SEMICONDUCTOR DEVICE

Abstract

Embodiments relate to a semiconductor device and fabricating method thereof. In embodiments, a method of fabricating a semiconductor device may include forming a first gate insulating layer on a semiconductor substrate, performing first plasma nitridation on the first gate insulating layer, forming a second gate insulating layer on the first gate insulating layer, performing second plasma nitridation on the second gate insulating layer, forming a gate electrode metal material on the second gate insulating layer, and forming a metal gate electrode pattern by sequentially etching the gate electrode metal material, the second gate insulating layer, and the first gate insulating layer.

Description

The present application claims priority under 35 U.S.C. 119 and 35 U.S.C. 365 to Korean Patent Application No. 10-2006-0129997 (filed on Dec. 19, 2006), which is hereby incorporated by reference in its entirety.

BACKGROUND

A Metal Oxide Silicon Field Effect Transistor (MOSFET) may consist of a gate electrode, a source electrode, a drain electrode, and a dielectric layer inserted between the gate electrode and the source/drain electrode, and may be constructed on a silicon substrate.

The MOSFET device may be categorized into pMOS (P-channel MOS), nMOS (n-channel MOS), and CMOS types. At one time, pMOS devices were mainly used due to their good power consumption and process control facilitation in integrated circuit fabrication. As device speed became a greater concern, nMOS devices may have become preferred due to their carrier mobility, which may be about 2.5 times faster than hole mobility.

A CMOS device may have various disadvantages. For example, its integration density and complicated fabricating process may be worse than pMOS or nMOS devices. Nevertheless, CMOS devices may have an advantage in that they may have low power consumption.

With respect to device implementation, nMOS circuits may be applied to a memory part of device and CMOS may be applied to a peripheral circuit part.

### Data excerpts
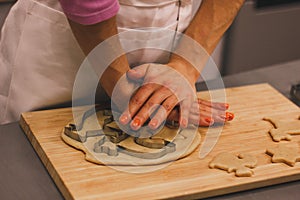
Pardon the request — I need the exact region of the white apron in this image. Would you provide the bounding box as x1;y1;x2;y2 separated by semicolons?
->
0;0;201;124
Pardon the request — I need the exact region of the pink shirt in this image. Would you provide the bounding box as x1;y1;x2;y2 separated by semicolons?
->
59;0;120;25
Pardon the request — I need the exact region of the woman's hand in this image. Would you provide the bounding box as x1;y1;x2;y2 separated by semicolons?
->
120;63;196;130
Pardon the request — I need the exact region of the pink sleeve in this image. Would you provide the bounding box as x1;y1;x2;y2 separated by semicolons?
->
59;0;119;25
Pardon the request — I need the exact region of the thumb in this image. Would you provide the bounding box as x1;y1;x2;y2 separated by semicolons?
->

### Requests
A. Print the part of the patent text starting with "The present application" and going on through "a silicon substrate.".
B. In the patent text, on what date was the Korean Patent Application that priority is claimed to filed?
The lines were drawn from a separate source unrelated to the patent text.

### Results of the tasks
A.
The present application claims priority under 35 U.S.C. 119 and 35 U.S.C. 365 to Korean Patent Application No. 10-2006-0129997 (filed on Dec. 19, 2006), which is hereby incorporated by reference in its entirety.

BACKGROUND

A Metal Oxide Silicon Field Effect Transistor (MOSFET) may consist of a gate electrode, a source electrode, a drain electrode, and a dielectric layer inserted between the gate electrode and the source/drain electrode, and may be constructed on a silicon substrate.

B. December 19, 2006.